──────── DATA TO EXAMINE
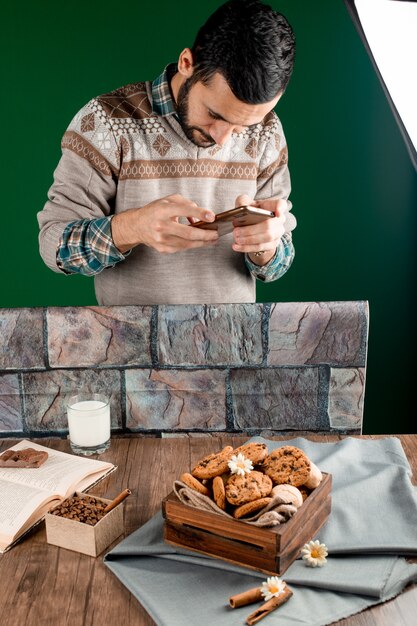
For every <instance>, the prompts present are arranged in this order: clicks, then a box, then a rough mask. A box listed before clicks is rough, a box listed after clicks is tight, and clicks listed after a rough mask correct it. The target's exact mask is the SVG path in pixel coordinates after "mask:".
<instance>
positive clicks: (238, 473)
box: [228, 452, 253, 476]
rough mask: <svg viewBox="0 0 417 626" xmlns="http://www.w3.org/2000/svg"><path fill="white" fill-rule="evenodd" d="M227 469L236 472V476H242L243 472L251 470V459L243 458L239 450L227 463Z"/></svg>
mask: <svg viewBox="0 0 417 626" xmlns="http://www.w3.org/2000/svg"><path fill="white" fill-rule="evenodd" d="M228 466H229V469H230V471H231V473H232V474H237V475H238V476H244V475H245V474H249V472H250V471H251V470H253V465H252V461H251V460H250V459H245V457H244V456H243V454H242V453H241V452H239V454H238V455H236V454H234V455H233V456H232V458H231V459H230V461H229V463H228Z"/></svg>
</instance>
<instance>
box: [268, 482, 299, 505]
mask: <svg viewBox="0 0 417 626" xmlns="http://www.w3.org/2000/svg"><path fill="white" fill-rule="evenodd" d="M271 496H272V497H273V498H275V496H279V497H280V498H281V499H282V500H283V503H284V504H292V505H293V506H295V507H297V509H299V508H300V506H301V505H302V503H303V495H302V493H301V491H300V490H299V489H298V488H297V487H294V486H293V485H276V486H275V487H274V488H273V489H272V492H271Z"/></svg>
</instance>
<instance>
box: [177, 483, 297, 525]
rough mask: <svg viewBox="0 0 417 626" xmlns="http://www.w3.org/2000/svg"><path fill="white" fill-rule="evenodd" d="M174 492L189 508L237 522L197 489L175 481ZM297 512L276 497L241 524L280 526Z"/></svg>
mask: <svg viewBox="0 0 417 626" xmlns="http://www.w3.org/2000/svg"><path fill="white" fill-rule="evenodd" d="M173 489H174V492H175V494H176V496H177V498H178V499H179V500H180V501H181V502H182V503H183V504H188V505H189V506H194V507H195V508H197V509H200V510H202V511H211V512H212V513H219V514H220V515H223V517H228V518H229V519H233V520H235V518H234V517H233V516H232V515H229V513H226V511H223V510H222V509H221V508H220V507H218V506H217V504H216V503H215V502H214V501H213V500H212V499H211V498H209V497H208V496H203V494H202V493H198V491H195V489H191V488H190V487H187V485H185V484H184V483H183V482H181V481H180V480H176V481H174V485H173ZM296 512H297V507H295V506H294V505H292V504H288V503H287V502H286V501H285V500H284V498H282V497H281V496H275V497H274V498H273V499H272V501H271V502H269V504H267V506H265V507H264V508H263V509H261V510H260V511H258V512H257V513H256V514H255V515H253V516H252V517H245V518H244V519H242V518H241V519H240V520H239V521H240V522H246V523H247V524H253V525H254V526H264V527H265V526H278V524H282V523H283V522H286V521H287V520H289V519H290V517H292V516H293V515H294V513H296Z"/></svg>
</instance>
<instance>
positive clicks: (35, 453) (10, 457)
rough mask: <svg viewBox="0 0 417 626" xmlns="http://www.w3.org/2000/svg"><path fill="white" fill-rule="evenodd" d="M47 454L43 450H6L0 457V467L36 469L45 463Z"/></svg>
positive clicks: (29, 448) (47, 457) (24, 448)
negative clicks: (14, 467) (40, 465)
mask: <svg viewBox="0 0 417 626" xmlns="http://www.w3.org/2000/svg"><path fill="white" fill-rule="evenodd" d="M47 458H48V453H47V452H46V451H44V450H34V449H33V448H22V450H6V452H3V454H1V455H0V467H31V468H36V467H39V466H40V465H42V463H45V461H46V459H47Z"/></svg>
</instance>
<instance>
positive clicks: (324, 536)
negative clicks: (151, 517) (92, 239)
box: [105, 438, 417, 626]
mask: <svg viewBox="0 0 417 626" xmlns="http://www.w3.org/2000/svg"><path fill="white" fill-rule="evenodd" d="M253 440H255V441H264V442H265V443H267V445H268V447H269V449H270V450H272V449H273V448H276V447H279V446H282V445H285V443H290V444H291V445H295V446H297V447H299V448H301V449H303V450H304V451H305V452H306V453H307V455H308V456H309V457H310V458H311V459H312V460H313V461H314V462H315V463H316V464H317V465H318V466H319V467H320V469H322V470H323V471H327V472H330V473H332V475H333V503H332V513H331V516H330V518H329V520H328V522H327V523H326V525H325V526H324V527H323V529H322V530H321V531H320V533H319V536H318V538H319V539H320V540H321V541H324V542H325V543H326V545H327V546H328V548H329V553H330V556H329V558H328V563H327V564H326V565H325V566H324V567H323V568H314V569H313V568H308V567H306V566H305V565H304V563H303V562H302V561H301V560H299V561H296V562H295V563H293V565H291V567H290V568H289V569H288V570H287V571H286V572H285V574H284V575H283V578H284V580H286V581H287V582H288V584H290V586H291V587H292V588H293V591H294V595H293V597H292V598H291V600H290V601H289V602H288V603H287V604H285V605H284V606H282V607H280V609H279V612H277V613H272V614H271V615H270V616H268V617H266V618H265V622H264V623H265V626H267V624H268V623H270V624H274V623H277V622H276V620H277V619H278V615H279V624H288V625H289V624H305V625H308V626H324V625H325V624H330V623H331V622H333V621H335V620H338V619H342V618H343V617H347V616H349V615H352V614H354V613H356V612H358V611H361V610H362V609H364V608H366V607H369V606H371V605H373V604H377V603H379V602H382V601H385V600H388V599H389V598H391V597H393V596H395V595H396V594H398V593H399V592H400V591H401V590H402V589H403V588H404V586H405V585H406V584H407V583H409V582H411V581H417V565H412V564H409V563H407V562H406V561H405V559H402V558H399V557H397V556H391V555H394V554H414V555H415V554H417V494H416V491H415V488H414V487H413V485H412V484H411V481H410V473H411V472H410V467H409V464H408V461H407V459H406V457H405V454H404V452H403V449H402V446H401V443H400V441H399V440H398V439H396V438H384V439H378V440H357V439H351V438H348V439H344V440H343V441H341V442H337V443H316V442H311V441H308V440H306V439H301V438H297V439H292V440H291V441H290V442H274V441H266V440H264V439H261V438H254V439H253ZM162 526H163V520H162V516H161V515H160V514H158V515H156V516H155V517H153V518H152V519H151V520H150V521H149V522H148V523H147V524H145V525H144V526H142V527H141V528H140V529H139V530H137V531H135V532H134V533H132V535H130V536H129V537H127V538H126V539H125V540H124V541H122V542H121V543H120V544H119V545H118V546H116V548H114V549H113V550H112V551H111V552H110V553H109V554H108V555H106V557H105V563H106V565H107V566H108V567H109V568H110V569H111V570H112V571H113V572H114V574H115V575H116V576H117V577H118V578H119V579H120V580H121V582H122V583H123V584H124V585H125V586H126V587H127V588H128V589H129V590H130V591H131V592H132V593H133V594H134V595H135V596H136V598H137V599H138V600H139V601H140V602H141V604H142V605H143V606H144V607H145V609H146V610H147V611H148V613H149V614H150V615H151V616H152V618H153V619H154V621H155V622H156V623H157V624H158V625H160V626H187V625H188V624H190V625H191V624H193V625H194V624H199V626H206V625H207V626H208V625H209V624H213V623H216V624H217V625H218V626H237V625H241V624H243V623H244V621H245V618H246V617H247V615H249V613H251V612H252V610H254V608H255V607H256V605H250V606H246V607H242V608H240V609H231V608H230V607H229V606H228V598H229V597H230V596H231V595H233V594H236V593H239V592H241V591H244V590H245V589H249V588H251V587H254V586H257V585H260V582H261V581H262V580H265V579H266V577H267V576H266V574H262V573H258V572H252V571H250V570H247V569H244V568H240V567H238V566H234V565H232V564H229V563H226V562H224V561H221V560H218V559H212V558H210V557H204V556H203V555H198V554H196V553H193V552H191V551H187V550H182V549H176V548H174V547H172V546H169V545H166V544H164V542H163V540H162ZM374 553H381V554H374Z"/></svg>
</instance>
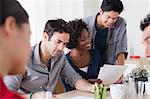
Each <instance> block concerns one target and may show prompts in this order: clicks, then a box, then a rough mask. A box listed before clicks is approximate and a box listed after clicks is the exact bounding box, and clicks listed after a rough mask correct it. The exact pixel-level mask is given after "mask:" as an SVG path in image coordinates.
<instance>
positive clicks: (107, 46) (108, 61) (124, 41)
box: [84, 13, 128, 64]
mask: <svg viewBox="0 0 150 99" xmlns="http://www.w3.org/2000/svg"><path fill="white" fill-rule="evenodd" d="M98 15H99V13H98V14H96V15H94V16H89V17H86V18H84V20H85V22H86V24H87V25H88V29H89V33H90V40H91V43H92V48H95V37H96V31H97V30H96V27H95V25H96V19H97V16H98ZM120 53H124V54H125V57H127V54H128V52H127V33H126V21H125V20H124V19H123V18H122V17H118V19H117V21H116V22H115V23H114V24H113V25H112V27H110V28H109V29H108V34H107V41H106V64H116V59H117V57H118V55H119V54H120Z"/></svg>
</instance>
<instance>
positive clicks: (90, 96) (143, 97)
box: [57, 90, 150, 99]
mask: <svg viewBox="0 0 150 99" xmlns="http://www.w3.org/2000/svg"><path fill="white" fill-rule="evenodd" d="M77 96H81V97H83V96H85V97H89V99H94V94H92V93H89V92H83V91H79V90H74V91H69V92H65V93H61V94H58V95H57V97H58V99H75V98H73V97H77ZM76 99H79V98H76ZM80 99H81V98H80ZM107 99H112V98H111V96H110V94H109V93H107ZM124 99H150V96H143V98H137V97H135V96H133V97H128V98H127V97H126V98H124Z"/></svg>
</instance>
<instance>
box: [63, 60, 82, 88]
mask: <svg viewBox="0 0 150 99" xmlns="http://www.w3.org/2000/svg"><path fill="white" fill-rule="evenodd" d="M63 65H64V66H63V69H62V72H61V77H63V78H64V79H65V82H66V83H69V84H70V85H71V87H75V83H76V81H77V80H78V79H81V78H82V77H81V76H80V75H79V74H78V73H77V72H76V71H75V70H74V69H73V68H72V67H71V65H70V63H69V62H68V60H67V59H66V58H65V60H64V63H63Z"/></svg>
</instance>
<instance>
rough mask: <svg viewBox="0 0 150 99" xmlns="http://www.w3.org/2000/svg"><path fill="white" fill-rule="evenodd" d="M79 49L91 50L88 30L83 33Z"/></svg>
mask: <svg viewBox="0 0 150 99" xmlns="http://www.w3.org/2000/svg"><path fill="white" fill-rule="evenodd" d="M77 48H79V49H82V50H89V49H90V48H91V44H90V39H89V32H88V31H87V30H86V29H84V30H83V31H82V33H81V38H80V39H79V43H78V46H77Z"/></svg>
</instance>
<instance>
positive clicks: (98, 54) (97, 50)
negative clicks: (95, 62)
mask: <svg viewBox="0 0 150 99" xmlns="http://www.w3.org/2000/svg"><path fill="white" fill-rule="evenodd" d="M91 54H92V56H93V58H94V59H101V55H100V53H99V51H98V50H97V49H91Z"/></svg>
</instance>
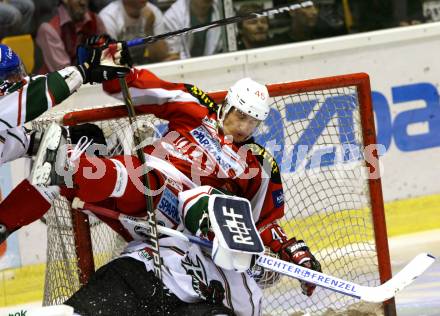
────────────────
■ **DESCRIPTION OF THE TASK**:
Take the entries above and return only the lines from the one with "positive clicks: (324, 536)" to the one with "negative clicks: (151, 517) (92, 239)", both included, unchanged.

■ **ANSWER BELOW**:
positive clicks: (324, 536)
negative clicks: (151, 517) (92, 239)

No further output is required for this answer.